### Travail à faire
a) Dites si chacune des affirmations suivantes est conforme à l'extrait fourni, en répondant par oui ou par non et en citant les mots du texte qui permettent de trancher. (i) Juan Branco a 27 ans. (ii) Au premier tour de la présidentielle, Emmanuel Macron est arrivé en tête dans la circonscription. (iii) Le candidat parcourt la circonscription dans une voiture de location.
b) Relevez, dans les lignes ci-dessous, toutes celles qui contiennent la chaîne « knee », en tenant compte de la casse.

### Extrait fourni
Saint-Denis (93) – « Je suis peut-être votre futur député ! », se présente Juan Branco, sourire séducteur au coin des lèvres. « Avec votre costume, j’aurais dit un agent immobilier », rétorque sèchement un jeune professeur des écoles, assis sur le bord d’un trottoir du boulevard Chanzy à Livry Gargan.
Le candidat aux législatives ne se démonte pas. Pour convaincre l’abstentionniste d’aller voter pour lui les 11 et 18 juin prochains, il lui déballe ses faits d’armes :
« J’étais collaborateur lors du procès de Zyed et Bouna. Je suis l’avocat de Wikileaks. Et si je suis venu ici, c’est pour me battre ! »
Ici, c’est le bout du bout du 9-3. Les gigantesques tours HLM se mêlent aux pavillons, en étau entre Paris et l’aéroport de Roissy. Plus de 125.000 personnes peuplent les six communes de la 12e circo’ de la Seine-Saint-Denis, qui englobe Clichy-sous-Bois, Livry-Gargan, Montfermeil, Vaujours, Coubron ou Le Raincy.
Au premier tour de la présidentielle, Jean-Luc Mélenchon y est arrivé en tête avec 24% des voix suivi de près par Emmanuel Macron (23%) et Marine Le Pen (19%). Rien n’est pour autant gagné pour le jeune Insoumis de 27 ans, puisque ce score est de 10 points inférieur à la moyenne du département (34%).
Une campagne de terrain
Clichy-sous-Bois. La matinée de Juan Branco est déjà bien remplie. Avec une petite armée de 50 personnes, il sillonne depuis un mois les rues de la circo’ dans une petite twingo blanche de location. Rencontre avec les représentants religieux, sortie de lycée, tractage, porte-à-porte, il les enchaîne. Le brun aux cheveux ébouriffés l’a bien compris : il doit mener une campagne de terrain s’il veut espérer se qualifier au second tour des législatives. Surtout que la ville a enregistré un taux record d’abstention au second tour de la présidentielle (42%).

### Documents de travail
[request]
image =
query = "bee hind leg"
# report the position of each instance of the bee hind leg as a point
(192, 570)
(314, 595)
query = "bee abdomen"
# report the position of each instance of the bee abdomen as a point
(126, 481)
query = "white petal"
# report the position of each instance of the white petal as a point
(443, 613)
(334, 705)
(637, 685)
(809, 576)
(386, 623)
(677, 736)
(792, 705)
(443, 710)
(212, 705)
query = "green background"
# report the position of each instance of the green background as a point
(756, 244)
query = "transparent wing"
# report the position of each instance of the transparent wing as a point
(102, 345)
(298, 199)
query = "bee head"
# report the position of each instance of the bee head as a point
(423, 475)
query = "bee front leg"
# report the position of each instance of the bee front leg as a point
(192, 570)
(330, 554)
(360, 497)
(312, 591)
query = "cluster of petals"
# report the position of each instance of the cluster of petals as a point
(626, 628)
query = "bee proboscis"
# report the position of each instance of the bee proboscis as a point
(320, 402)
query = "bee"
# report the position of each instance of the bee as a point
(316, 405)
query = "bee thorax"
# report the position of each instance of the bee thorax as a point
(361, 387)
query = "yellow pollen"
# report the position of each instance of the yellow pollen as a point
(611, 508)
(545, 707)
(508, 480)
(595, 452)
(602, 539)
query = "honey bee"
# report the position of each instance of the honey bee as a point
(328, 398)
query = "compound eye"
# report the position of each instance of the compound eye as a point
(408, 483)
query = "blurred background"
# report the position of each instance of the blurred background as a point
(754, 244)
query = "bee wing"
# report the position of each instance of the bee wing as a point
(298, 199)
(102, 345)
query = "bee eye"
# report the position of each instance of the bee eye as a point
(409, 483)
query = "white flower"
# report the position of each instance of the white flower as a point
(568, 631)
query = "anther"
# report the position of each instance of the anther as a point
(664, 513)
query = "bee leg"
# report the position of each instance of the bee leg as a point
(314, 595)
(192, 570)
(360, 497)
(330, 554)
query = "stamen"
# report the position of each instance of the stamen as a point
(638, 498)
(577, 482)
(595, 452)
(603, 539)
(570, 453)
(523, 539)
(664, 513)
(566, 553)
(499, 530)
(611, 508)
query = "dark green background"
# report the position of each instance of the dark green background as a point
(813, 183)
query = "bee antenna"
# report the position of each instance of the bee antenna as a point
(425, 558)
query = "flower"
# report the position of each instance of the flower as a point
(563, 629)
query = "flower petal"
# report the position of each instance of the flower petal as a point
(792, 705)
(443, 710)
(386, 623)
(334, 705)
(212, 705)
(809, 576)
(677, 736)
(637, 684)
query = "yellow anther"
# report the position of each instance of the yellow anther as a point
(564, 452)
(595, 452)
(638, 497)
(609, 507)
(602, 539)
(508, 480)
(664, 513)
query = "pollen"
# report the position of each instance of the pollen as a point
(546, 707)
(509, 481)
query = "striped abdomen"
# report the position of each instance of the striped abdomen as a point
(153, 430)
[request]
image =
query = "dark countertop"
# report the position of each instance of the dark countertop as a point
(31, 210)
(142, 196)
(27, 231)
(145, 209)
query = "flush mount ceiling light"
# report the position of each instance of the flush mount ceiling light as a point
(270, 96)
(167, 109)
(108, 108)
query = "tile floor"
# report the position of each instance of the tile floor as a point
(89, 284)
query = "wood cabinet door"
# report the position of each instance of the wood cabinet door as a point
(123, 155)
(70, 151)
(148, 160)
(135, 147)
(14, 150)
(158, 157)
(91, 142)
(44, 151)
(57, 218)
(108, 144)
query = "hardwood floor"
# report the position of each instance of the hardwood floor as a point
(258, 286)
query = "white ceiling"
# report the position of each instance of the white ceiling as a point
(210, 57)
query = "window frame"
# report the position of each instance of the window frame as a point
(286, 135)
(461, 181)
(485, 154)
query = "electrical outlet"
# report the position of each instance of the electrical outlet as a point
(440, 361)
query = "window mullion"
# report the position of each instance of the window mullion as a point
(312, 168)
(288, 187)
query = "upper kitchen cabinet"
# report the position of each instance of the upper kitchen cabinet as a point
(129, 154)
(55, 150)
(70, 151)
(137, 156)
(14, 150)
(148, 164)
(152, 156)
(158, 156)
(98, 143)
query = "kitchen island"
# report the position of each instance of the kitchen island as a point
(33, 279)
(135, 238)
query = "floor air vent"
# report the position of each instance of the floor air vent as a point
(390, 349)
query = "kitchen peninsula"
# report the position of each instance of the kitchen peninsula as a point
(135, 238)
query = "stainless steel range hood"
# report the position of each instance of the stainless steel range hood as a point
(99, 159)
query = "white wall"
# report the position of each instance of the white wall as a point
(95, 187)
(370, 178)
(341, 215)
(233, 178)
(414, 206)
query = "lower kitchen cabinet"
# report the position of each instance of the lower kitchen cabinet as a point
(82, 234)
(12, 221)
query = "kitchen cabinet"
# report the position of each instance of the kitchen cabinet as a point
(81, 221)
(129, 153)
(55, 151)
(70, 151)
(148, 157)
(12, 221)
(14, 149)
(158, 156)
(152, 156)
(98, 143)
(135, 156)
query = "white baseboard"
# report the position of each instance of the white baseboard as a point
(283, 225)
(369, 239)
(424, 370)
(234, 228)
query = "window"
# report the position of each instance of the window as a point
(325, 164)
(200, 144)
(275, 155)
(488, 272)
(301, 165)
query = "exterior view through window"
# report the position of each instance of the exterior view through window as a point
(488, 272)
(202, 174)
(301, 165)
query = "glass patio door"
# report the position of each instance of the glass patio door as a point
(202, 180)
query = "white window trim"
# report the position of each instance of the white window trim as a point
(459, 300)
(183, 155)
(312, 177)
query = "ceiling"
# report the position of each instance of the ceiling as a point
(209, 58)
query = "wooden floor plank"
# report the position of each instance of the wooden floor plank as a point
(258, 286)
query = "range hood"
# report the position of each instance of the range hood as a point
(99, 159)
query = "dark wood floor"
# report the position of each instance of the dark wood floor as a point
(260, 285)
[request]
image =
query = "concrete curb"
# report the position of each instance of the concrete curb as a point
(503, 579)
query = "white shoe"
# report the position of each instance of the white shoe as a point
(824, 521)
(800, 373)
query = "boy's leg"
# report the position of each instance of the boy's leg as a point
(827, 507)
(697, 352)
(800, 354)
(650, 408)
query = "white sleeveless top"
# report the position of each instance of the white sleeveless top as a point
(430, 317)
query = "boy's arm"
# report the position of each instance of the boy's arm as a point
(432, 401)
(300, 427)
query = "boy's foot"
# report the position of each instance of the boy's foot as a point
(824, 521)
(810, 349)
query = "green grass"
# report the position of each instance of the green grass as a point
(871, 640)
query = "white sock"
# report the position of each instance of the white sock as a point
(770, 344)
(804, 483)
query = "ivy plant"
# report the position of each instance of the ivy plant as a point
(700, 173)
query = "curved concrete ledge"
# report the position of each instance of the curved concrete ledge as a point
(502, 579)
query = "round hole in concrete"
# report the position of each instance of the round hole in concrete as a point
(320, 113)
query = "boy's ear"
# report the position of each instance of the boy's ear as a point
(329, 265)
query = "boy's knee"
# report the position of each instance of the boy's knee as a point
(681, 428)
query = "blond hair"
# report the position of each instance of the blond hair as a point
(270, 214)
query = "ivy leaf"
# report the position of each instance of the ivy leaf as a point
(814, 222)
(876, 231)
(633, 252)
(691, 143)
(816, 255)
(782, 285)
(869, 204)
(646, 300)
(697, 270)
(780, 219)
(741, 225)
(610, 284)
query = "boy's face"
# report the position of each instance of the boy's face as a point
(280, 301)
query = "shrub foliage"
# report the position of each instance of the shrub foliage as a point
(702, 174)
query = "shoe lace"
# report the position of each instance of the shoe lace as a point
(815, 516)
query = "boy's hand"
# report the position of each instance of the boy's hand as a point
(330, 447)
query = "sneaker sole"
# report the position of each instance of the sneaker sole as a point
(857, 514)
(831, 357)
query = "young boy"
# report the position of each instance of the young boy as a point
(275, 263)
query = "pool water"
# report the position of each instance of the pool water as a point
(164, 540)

### Corrigé de l'exercice
a)
(i) Oui : « le jeune Insoumis de 27 ans ».
(ii) Non : « Jean-Luc Mélenchon y est arrivé en tête avec 24% des voix ».
(iii) Oui : « dans une petite twingo blanche de location ».

b)
query = "boy's knee"
# report the position of each instance of the boy's knee as a point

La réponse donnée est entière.